§ GIVEN PROBLEM
Copy out exactly each line from the line with "rain-streaked window and record the pixel coordinates." through the last line of the material below.

§ ENTRIES SHOWN

----------

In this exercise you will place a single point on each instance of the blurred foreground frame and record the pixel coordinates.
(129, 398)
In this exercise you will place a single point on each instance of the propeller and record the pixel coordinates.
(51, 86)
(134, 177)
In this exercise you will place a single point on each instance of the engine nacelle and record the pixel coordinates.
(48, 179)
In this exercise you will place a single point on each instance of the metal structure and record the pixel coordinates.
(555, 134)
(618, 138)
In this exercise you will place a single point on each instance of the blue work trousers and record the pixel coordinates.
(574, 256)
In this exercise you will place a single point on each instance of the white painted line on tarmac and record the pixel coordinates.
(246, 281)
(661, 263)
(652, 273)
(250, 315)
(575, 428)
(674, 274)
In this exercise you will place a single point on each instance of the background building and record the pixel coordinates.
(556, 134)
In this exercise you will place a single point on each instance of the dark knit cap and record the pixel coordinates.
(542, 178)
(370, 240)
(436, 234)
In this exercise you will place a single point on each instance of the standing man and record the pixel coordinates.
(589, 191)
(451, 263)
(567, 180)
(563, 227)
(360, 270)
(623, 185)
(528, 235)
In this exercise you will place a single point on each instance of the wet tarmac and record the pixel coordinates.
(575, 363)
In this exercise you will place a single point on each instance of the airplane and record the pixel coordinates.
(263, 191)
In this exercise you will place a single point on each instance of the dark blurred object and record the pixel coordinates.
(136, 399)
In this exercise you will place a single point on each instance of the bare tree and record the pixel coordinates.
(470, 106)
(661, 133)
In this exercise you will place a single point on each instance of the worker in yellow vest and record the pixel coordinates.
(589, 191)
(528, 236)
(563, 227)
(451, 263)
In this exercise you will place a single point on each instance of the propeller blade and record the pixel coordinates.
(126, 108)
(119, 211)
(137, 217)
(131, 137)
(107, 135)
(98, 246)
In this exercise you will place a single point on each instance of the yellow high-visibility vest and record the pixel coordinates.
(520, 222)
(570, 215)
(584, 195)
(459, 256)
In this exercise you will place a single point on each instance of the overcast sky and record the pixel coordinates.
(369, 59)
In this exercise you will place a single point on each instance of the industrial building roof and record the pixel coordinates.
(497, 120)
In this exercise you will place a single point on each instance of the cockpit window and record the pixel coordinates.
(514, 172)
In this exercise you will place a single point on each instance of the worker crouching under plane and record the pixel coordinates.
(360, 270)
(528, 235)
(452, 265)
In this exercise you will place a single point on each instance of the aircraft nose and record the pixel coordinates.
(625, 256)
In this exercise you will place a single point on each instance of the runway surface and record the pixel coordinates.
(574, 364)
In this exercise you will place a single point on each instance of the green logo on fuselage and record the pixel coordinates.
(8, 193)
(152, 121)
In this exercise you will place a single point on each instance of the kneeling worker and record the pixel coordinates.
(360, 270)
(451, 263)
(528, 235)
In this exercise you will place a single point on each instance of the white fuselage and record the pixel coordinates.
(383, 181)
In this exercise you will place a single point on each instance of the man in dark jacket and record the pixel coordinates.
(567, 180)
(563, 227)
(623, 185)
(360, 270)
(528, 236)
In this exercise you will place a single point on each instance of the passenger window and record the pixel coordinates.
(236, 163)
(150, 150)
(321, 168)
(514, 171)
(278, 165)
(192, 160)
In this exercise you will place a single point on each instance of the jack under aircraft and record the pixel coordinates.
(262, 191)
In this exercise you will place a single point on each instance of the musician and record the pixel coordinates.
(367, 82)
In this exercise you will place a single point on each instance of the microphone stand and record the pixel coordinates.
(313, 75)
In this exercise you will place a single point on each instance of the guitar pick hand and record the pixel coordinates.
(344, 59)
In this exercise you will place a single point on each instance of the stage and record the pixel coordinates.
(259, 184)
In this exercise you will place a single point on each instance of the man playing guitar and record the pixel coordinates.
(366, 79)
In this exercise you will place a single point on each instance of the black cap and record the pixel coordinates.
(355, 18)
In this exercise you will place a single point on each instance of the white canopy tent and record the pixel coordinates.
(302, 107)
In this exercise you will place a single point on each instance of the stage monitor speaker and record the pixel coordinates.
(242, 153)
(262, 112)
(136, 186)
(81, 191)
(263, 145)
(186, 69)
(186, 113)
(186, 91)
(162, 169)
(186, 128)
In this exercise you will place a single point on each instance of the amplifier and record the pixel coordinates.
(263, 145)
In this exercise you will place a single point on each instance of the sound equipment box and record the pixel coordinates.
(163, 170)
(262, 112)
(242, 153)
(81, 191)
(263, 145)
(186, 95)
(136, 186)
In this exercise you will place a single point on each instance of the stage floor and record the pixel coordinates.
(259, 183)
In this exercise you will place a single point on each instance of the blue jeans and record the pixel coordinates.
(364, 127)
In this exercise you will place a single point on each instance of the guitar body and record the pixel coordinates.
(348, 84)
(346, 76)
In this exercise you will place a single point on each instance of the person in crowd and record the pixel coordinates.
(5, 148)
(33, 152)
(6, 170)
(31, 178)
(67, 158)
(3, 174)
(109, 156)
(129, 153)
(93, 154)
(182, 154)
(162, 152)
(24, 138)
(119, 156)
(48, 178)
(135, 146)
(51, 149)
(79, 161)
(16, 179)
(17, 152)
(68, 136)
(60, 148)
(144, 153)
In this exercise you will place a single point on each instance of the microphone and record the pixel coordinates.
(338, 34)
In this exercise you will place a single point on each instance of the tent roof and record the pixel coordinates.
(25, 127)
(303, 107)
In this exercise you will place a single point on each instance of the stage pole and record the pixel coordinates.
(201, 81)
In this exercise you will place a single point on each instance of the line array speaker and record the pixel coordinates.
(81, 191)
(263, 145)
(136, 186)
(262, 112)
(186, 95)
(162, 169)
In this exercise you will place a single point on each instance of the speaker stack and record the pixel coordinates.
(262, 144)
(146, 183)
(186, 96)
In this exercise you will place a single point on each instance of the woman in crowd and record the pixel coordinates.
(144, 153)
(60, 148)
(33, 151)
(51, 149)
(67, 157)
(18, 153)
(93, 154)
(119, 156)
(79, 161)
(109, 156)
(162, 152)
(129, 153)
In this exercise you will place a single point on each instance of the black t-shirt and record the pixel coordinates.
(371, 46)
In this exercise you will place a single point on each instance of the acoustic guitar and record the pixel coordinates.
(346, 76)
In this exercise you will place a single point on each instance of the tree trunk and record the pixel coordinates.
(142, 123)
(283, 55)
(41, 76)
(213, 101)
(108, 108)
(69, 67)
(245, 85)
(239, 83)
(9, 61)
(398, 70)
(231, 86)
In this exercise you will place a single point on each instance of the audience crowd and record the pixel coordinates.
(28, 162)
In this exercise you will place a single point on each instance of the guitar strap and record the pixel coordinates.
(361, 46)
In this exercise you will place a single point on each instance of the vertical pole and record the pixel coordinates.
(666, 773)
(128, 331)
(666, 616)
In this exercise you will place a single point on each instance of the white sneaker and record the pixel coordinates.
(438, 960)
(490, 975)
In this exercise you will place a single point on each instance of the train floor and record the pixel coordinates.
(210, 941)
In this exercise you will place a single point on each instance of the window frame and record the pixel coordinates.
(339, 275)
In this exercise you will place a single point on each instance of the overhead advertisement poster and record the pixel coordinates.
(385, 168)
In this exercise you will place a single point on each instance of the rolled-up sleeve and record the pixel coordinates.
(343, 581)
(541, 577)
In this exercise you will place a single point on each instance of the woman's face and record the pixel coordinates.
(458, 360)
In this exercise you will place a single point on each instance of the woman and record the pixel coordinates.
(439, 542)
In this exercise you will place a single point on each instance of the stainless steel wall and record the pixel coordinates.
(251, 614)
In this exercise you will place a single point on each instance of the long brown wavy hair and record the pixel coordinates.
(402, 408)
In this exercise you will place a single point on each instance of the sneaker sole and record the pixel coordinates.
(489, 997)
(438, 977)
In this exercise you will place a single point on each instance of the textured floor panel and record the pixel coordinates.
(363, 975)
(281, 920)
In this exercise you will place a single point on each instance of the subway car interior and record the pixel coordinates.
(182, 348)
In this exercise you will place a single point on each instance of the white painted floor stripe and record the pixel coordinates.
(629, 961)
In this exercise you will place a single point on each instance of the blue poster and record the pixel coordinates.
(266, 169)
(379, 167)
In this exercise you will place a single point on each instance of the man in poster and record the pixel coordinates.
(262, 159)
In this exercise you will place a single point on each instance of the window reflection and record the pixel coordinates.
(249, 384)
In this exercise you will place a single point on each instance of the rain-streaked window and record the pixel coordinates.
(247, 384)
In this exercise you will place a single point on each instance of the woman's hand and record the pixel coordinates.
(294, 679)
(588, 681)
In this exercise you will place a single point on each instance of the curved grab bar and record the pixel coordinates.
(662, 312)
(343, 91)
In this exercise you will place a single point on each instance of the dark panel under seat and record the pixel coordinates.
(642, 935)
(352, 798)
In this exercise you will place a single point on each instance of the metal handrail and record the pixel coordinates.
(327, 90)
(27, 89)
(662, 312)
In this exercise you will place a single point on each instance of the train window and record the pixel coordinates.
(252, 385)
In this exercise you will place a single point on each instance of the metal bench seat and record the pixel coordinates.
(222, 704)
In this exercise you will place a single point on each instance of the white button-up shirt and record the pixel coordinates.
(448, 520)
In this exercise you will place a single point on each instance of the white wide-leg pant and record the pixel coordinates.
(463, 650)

----------

§ RESULT
In this exercise you will place a single point on each instance of the rain-streaked window and record the pixel coordinates.
(247, 384)
In this exercise you will place a single point on each instance of the woman's hand and record the pixel coordinates.
(294, 679)
(588, 681)
In this exercise you will place a single point on each instance of the curved grab bar and record the pixel coordinates.
(662, 312)
(343, 91)
In this exercise you will place a single point on each instance of the dark panel under seat and record the pixel coordinates.
(642, 935)
(352, 798)
In this exercise you will place a single point on each instance of the metal handrail and record the pixel coordinates.
(327, 90)
(27, 89)
(662, 312)
In this exercise you will place a single point on each instance of the train window and record the pixel coordinates.
(252, 385)
In this exercise you will place a single point on each instance of the metal bench seat and record the pixel coordinates.
(222, 704)
In this exercise you will place a single point on each instance of the white button-up shirt and record the pixel coordinates.
(448, 520)
In this exercise you will place a single point on each instance of the white wide-leg pant and record the pixel coordinates.
(463, 650)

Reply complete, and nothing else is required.